(Coordinate labeling data)
........

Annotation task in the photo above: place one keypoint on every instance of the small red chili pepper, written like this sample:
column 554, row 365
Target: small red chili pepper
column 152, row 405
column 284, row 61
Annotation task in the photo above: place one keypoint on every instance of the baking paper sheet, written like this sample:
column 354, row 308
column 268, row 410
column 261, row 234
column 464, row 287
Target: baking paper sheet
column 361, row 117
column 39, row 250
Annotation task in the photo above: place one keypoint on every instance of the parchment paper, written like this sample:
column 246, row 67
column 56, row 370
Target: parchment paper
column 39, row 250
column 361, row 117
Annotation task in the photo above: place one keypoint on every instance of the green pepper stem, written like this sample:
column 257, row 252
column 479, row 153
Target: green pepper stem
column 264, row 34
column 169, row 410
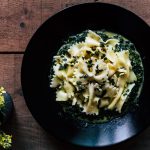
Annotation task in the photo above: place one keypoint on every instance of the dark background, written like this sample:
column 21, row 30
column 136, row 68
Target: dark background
column 19, row 19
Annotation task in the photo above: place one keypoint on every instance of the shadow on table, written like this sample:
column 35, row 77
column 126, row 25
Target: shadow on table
column 28, row 135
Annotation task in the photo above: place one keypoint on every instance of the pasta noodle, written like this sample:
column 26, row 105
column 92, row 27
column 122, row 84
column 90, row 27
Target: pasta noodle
column 93, row 75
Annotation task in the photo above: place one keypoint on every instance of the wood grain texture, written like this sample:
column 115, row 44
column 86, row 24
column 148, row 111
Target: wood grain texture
column 19, row 19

........

Problem statement
Change "keypoint" to "marker" everywhere in the records above and give them again with nothing else altered. Leave the pictures out of your answer.

Task answer
Annotation task in the photo above: place one marker on every instance of the small red chili pepper, written like this sample:
column 554, row 365
Target: small red chili pepper
column 152, row 405
column 284, row 61
Annotation task in the photo above: place one marker on every instance of the baking paper sheet, written like this sample:
column 354, row 308
column 268, row 410
column 261, row 234
column 464, row 287
Target: baking paper sheet
column 361, row 117
column 39, row 250
Annotation task in the photo above: place one marker on every instance of the parchment paper, written like this sample:
column 246, row 67
column 56, row 370
Target: parchment paper
column 39, row 250
column 361, row 117
Annotation task in the photo above: place one marker on every instance of the green pepper stem, written like this sample:
column 257, row 252
column 479, row 153
Target: green pepper stem
column 264, row 34
column 169, row 410
Annotation task in the photo above: place one marker on every instance of the dark background, written like this sample:
column 21, row 30
column 136, row 68
Target: dark background
column 19, row 19
Annotation task in the photo above: place one marker on every instance of the shadow on table, written like this sample:
column 35, row 77
column 126, row 25
Target: shadow on table
column 28, row 135
Annotation task in the photo above: place one marker on every instance of the pasta noodle, written like this sample:
column 26, row 105
column 92, row 27
column 122, row 84
column 90, row 27
Target: pasta noodle
column 93, row 75
Annotation task in the photo above: place one marker on every instance of the wood grain texture, written like this sample:
column 115, row 44
column 86, row 24
column 148, row 111
Target: wood grain texture
column 19, row 19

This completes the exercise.